◆ **Stated goal**: You are to retype all of the data exactly as it appears.

═════ Records provided

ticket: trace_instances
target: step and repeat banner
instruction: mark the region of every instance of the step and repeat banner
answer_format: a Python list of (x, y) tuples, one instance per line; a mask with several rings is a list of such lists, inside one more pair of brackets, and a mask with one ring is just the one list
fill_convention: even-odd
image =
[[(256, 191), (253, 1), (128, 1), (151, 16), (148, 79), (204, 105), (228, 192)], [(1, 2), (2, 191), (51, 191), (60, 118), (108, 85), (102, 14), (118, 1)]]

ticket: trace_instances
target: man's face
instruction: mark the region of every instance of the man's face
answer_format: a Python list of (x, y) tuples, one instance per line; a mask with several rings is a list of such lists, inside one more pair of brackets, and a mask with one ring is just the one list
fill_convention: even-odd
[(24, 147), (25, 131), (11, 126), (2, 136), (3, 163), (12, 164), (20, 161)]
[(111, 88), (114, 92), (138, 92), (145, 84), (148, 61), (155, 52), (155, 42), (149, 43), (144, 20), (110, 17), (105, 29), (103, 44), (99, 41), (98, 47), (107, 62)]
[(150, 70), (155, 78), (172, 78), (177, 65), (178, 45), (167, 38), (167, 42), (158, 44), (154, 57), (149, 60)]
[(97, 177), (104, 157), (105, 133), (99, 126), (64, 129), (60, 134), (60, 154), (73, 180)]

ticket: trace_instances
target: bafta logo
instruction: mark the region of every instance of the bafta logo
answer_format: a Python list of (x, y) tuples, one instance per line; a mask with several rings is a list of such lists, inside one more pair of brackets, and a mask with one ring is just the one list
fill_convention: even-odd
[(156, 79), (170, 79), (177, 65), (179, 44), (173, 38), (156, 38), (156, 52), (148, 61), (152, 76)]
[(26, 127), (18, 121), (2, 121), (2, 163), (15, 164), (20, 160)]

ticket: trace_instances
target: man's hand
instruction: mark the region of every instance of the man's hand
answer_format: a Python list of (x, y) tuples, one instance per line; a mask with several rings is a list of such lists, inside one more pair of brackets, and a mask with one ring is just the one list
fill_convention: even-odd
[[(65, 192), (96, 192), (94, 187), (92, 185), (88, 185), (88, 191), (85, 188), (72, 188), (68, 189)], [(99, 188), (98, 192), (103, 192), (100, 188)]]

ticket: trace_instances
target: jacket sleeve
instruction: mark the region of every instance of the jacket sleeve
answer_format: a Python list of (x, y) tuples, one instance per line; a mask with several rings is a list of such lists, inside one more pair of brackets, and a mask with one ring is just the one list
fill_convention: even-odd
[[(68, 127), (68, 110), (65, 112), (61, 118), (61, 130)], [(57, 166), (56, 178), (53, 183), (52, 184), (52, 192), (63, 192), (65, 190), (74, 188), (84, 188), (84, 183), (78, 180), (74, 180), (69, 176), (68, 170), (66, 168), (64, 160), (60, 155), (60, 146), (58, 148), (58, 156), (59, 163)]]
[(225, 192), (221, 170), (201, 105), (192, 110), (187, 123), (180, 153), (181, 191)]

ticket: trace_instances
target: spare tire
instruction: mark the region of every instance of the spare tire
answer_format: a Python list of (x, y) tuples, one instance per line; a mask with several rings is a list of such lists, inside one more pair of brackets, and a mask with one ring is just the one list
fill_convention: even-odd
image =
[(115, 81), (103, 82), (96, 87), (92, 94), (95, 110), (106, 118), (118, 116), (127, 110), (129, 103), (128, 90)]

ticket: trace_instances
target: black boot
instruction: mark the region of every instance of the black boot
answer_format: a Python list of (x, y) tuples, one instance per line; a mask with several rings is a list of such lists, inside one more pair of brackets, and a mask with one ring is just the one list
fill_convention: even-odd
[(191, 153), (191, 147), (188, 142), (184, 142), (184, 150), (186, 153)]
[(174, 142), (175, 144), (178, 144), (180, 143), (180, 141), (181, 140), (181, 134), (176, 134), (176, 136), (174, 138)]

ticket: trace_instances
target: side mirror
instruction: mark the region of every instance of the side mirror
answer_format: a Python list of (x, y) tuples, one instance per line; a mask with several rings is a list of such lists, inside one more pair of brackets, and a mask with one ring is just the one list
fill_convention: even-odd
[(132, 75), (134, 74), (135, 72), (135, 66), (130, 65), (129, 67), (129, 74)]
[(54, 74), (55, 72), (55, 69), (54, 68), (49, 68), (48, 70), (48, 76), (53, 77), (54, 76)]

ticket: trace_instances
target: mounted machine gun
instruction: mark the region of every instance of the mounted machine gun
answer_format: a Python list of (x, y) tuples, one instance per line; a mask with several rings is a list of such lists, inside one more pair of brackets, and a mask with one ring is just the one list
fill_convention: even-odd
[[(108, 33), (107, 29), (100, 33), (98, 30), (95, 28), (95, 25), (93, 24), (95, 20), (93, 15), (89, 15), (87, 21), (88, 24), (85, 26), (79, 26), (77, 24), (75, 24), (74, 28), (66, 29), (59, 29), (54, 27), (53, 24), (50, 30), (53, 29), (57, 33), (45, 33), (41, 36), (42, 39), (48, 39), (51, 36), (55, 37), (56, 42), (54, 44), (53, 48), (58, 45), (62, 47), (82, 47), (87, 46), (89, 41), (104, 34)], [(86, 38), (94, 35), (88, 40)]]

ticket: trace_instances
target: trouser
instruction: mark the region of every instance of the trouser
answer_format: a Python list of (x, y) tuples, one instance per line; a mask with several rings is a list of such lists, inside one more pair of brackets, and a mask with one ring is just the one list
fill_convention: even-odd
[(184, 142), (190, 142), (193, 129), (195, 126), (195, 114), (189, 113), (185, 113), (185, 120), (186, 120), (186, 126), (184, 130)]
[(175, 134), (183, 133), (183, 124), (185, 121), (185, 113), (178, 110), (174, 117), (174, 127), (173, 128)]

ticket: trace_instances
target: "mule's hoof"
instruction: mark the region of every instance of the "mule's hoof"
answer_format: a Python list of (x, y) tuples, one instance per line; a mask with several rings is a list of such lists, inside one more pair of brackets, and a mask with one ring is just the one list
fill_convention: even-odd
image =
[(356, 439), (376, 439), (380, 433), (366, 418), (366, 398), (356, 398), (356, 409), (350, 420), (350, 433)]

══════════

◆ **Exercise result**:
ticket: trace_instances
target: step and repeat banner
instruction: mark the region of every instance of the step and repeat banner
answer_format: a Python list of (x, y) tuples, one instance per line; a mask with several rings is a list of such lists, inside one more pair of brackets, and a mask with one ring is just the one list
fill_convention: even-odd
image =
[[(256, 191), (253, 1), (128, 1), (151, 16), (148, 79), (204, 105), (228, 192)], [(1, 2), (2, 191), (51, 191), (60, 118), (108, 85), (102, 14), (118, 1)]]

ticket: trace_instances
target: man's face
instruction: mark the region of every instance of the man's face
answer_format: a Python list of (x, y) tuples, one instance per line; a mask with several rings is a list of such lists, inside one more pair of brackets, and a mask with one ring is just the one list
fill_convention: even-odd
[(24, 147), (25, 131), (11, 126), (2, 136), (3, 163), (12, 164), (20, 161)]
[(111, 88), (114, 92), (138, 92), (145, 84), (148, 61), (155, 52), (155, 42), (149, 43), (144, 20), (110, 17), (105, 29), (103, 44), (99, 41), (98, 47), (107, 62)]
[(150, 70), (155, 78), (172, 78), (177, 65), (178, 45), (167, 38), (167, 42), (158, 44), (154, 57), (149, 60)]
[(97, 177), (104, 157), (105, 133), (99, 126), (64, 129), (60, 134), (60, 154), (73, 180)]

ticket: trace_instances
target: bafta logo
instruction: mark the region of every instance of the bafta logo
answer_format: a Python list of (x, y) tuples, one instance per line; a mask with several rings is a list of such lists, inside one more pair of brackets, and a mask with one ring is just the one list
fill_convention: even-odd
[(156, 79), (170, 79), (177, 65), (179, 44), (173, 38), (156, 38), (156, 52), (148, 61), (152, 76)]
[(26, 127), (18, 121), (2, 121), (2, 163), (15, 164), (20, 160)]

ticket: trace_instances
target: man's hand
instruction: mark the region of every instance of the man's hand
answer_format: a Python list of (x, y) tuples, one instance per line; a mask with several rings is a list of such lists, inside one more pair of brackets, and a mask with one ring is just the one list
fill_convention: even-odd
[[(65, 192), (96, 192), (94, 187), (92, 185), (88, 185), (88, 191), (85, 188), (72, 188), (68, 189)], [(99, 188), (98, 192), (103, 192), (100, 188)]]

ticket: trace_instances
target: jacket sleeve
instruction: mark the region of every instance of the jacket sleeve
answer_format: a Python list of (x, y) tuples, one instance per line; a mask with several rings is a list of such lists, inside one more pair of brackets, and a mask with one ring is just the one list
fill_convention: even-odd
[[(68, 127), (68, 110), (65, 112), (61, 118), (61, 130)], [(57, 166), (56, 178), (53, 183), (52, 184), (52, 192), (63, 192), (65, 190), (74, 188), (84, 188), (84, 183), (78, 180), (74, 180), (69, 176), (68, 170), (66, 168), (64, 160), (60, 155), (60, 146), (58, 148), (58, 156), (59, 163)]]
[(225, 192), (221, 170), (201, 105), (192, 110), (187, 123), (180, 153), (181, 191)]

ticket: trace_instances
target: spare tire
instruction: mark the region of every instance of the spare tire
answer_format: a Python list of (x, y) tuples, one instance per line; a mask with several rings is a list of such lists, inside one more pair of brackets, and a mask with one ring is just the one list
fill_convention: even-odd
image =
[(115, 81), (103, 82), (96, 87), (92, 94), (95, 110), (106, 118), (118, 116), (127, 110), (129, 103), (128, 90)]

ticket: trace_instances
target: black boot
instruction: mark the region of every instance of the black boot
answer_format: a Python list of (x, y) tuples, one instance per line; a mask with several rings is a list of such lists, inside one more pair of brackets, and a mask with one ring is just the one list
fill_convention: even-odd
[(191, 153), (191, 147), (188, 142), (184, 142), (184, 150), (186, 153)]
[(174, 142), (175, 144), (178, 144), (180, 143), (180, 141), (181, 140), (181, 134), (176, 134), (176, 136), (174, 138)]

ticket: trace_instances
target: side mirror
instruction: mark the region of every instance of the side mirror
answer_format: a Python list of (x, y) tuples, one instance per line; a mask with several rings is a list of such lists, inside one more pair of brackets, and a mask with one ring is just the one list
fill_convention: even-odd
[(132, 75), (134, 74), (135, 72), (135, 66), (130, 65), (129, 67), (129, 74)]
[(54, 74), (55, 72), (55, 69), (54, 68), (49, 68), (48, 70), (48, 76), (53, 77), (54, 76)]

ticket: trace_instances
target: mounted machine gun
instruction: mark the region of every instance of the mounted machine gun
answer_format: a Python list of (x, y) tuples, one instance per line; a mask with several rings is a list of such lists, inside one more pair of brackets, and a mask with one ring is just the one list
fill_convention: even-odd
[[(108, 33), (107, 29), (100, 33), (98, 30), (95, 28), (95, 25), (93, 24), (95, 20), (93, 15), (89, 15), (87, 21), (88, 24), (85, 26), (79, 26), (77, 24), (75, 24), (74, 28), (66, 29), (59, 29), (54, 27), (53, 24), (50, 30), (53, 29), (57, 33), (45, 33), (41, 36), (42, 39), (48, 39), (51, 36), (55, 37), (56, 42), (54, 44), (53, 48), (58, 45), (62, 47), (82, 47), (87, 46), (89, 41), (104, 34)], [(86, 38), (94, 35), (88, 40)]]

ticket: trace_instances
target: trouser
instruction: mark the region of every instance of the trouser
answer_format: a Python list of (x, y) tuples, one instance per line; a mask with several rings is a list of such lists, inside one more pair of brackets, and a mask with one ring is just the one list
fill_convention: even-odd
[(184, 142), (190, 142), (193, 129), (195, 126), (195, 114), (189, 113), (185, 113), (185, 120), (186, 120), (186, 126), (184, 130)]
[(175, 134), (183, 133), (183, 124), (185, 121), (185, 113), (178, 110), (174, 117), (174, 127), (173, 128)]

ticket: trace_instances
target: "mule's hoof"
instruction: mark the region of every instance of the "mule's hoof"
answer_format: a Python list of (x, y) tuples, one instance per line; a mask with several rings is a list of such lists, inside one more pair of brackets, and a mask with one ring is just the one list
fill_convention: even-odd
image =
[(356, 439), (376, 439), (380, 433), (366, 418), (366, 398), (356, 398), (356, 409), (350, 420), (350, 433)]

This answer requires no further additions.